:: Raw records ::

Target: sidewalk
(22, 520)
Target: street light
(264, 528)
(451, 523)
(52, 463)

:::

__Task goal__:
Which lines in the data above contain the string "Target"? Report each of those lines in full, and treat uppercase and lowercase as different.

__Expected answer__:
Target: sidewalk
Target: street light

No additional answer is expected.